▶ **Selected excerpt**:
◆ ◆ ◆

Wednesday, August 24, 2005

Superchunk, I

Superchunk- No Pocky For Kitty

I spent much of my freshman and sophomore years of college trying to be punk as fuck- I was loosely affiliated with the tastemakers at the college radio station and read Maximumrocknroll with a fervor that bordered on fanatasicm (a hell of an equation, I realize now, after the fact).

Despite my façade, I fell into listening to a bunch of bands that didn’t quite qualify for P.A.F. status. Jawbox and Shudder To Think and Samiam all signed to major labels, relegating them to a status that was somewhere on the outskirts of poseurdom. Pavement played what essentially pop music obscured by sheets of obfuscation and feedback. And there was Superchunk, too.

The argument that I always used to hear from the hardercore-than-thou kids I sometimes skated curbs with was that chicks liked the band, which made them tremendous pussies. Why liking Superchunk was strictly a feminine trait was something I couldn’t figure out, because, honestly, they didn’t SOUND that different from a lot of bands that were being listened to. ‘No Pocky For Kitty’ was a record that moved at a zillion miles per hour more than half the time, with an unclean production provided by Fluss that made the band sound up-front and real every time they stepped on the distorto to end or emphasize a song. They reminded me of Husker Du, even back then- the pop kernel was hidden under the pounding wave of noise, if you wanted to be patient and wade through it. If not, the growl was enough.

◆ ◆ ◆

▶ **Lines contained in a dataset**:

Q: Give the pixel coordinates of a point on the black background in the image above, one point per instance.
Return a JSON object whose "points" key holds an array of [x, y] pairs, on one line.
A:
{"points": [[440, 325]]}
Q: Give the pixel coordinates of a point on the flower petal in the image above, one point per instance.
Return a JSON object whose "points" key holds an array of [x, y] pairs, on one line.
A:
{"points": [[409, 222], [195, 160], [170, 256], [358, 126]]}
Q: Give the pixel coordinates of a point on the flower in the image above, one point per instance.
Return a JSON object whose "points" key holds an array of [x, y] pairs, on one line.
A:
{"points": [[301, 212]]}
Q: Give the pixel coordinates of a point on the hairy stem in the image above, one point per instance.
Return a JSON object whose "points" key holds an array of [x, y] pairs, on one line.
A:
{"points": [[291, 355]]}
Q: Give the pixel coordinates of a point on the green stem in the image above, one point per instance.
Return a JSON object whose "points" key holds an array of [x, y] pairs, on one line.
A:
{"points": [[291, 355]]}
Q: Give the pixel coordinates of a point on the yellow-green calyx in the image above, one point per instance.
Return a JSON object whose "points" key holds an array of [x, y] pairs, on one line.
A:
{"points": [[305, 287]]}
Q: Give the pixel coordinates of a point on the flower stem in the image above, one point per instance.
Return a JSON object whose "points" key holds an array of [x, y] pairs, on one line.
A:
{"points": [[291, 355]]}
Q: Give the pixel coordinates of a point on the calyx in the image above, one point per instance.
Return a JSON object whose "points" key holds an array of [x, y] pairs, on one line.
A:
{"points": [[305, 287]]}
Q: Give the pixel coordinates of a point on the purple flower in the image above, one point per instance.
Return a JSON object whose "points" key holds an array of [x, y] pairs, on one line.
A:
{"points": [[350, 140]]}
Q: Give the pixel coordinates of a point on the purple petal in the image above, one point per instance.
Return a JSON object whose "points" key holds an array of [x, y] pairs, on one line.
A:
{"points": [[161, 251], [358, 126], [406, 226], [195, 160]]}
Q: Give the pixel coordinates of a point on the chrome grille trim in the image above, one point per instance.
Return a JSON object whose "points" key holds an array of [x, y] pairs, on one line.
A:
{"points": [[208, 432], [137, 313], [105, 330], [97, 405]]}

◆ ◆ ◆

▶ **What you need to do**:
a - Check each statement against the Superchunk post and answer yes or no, quoting the words that decide it: (i) Jawbox, Shudder To Think and Samiam signed to major labels. (ii) Superchunk reminded the writer of Husker Du. (iii) 'No Pocky For Kitty' had a clean production.
b - Transcribe the Superchunk post starting at "Despite my façade, I" and ending at "was Superchunk, too.".

▶ **Task solutions**:
a -
(i) Yes: "Jawbox and Shudder To Think and Samiam all signed to major labels"
(ii) Yes: "They reminded me of Husker Du, even back then"
(iii) No: "with an unclean production provided by Fluss"

b -
Despite my façade, I fell into listening to a bunch of bands that didn’t quite qualify for P.A.F. status. Jawbox and Shudder To Think and Samiam all signed to major labels, relegating them to a status that was somewhere on the outskirts of poseurdom. Pavement played what essentially pop music obscured by sheets of obfuscation and feedback. And there was Superchunk, too.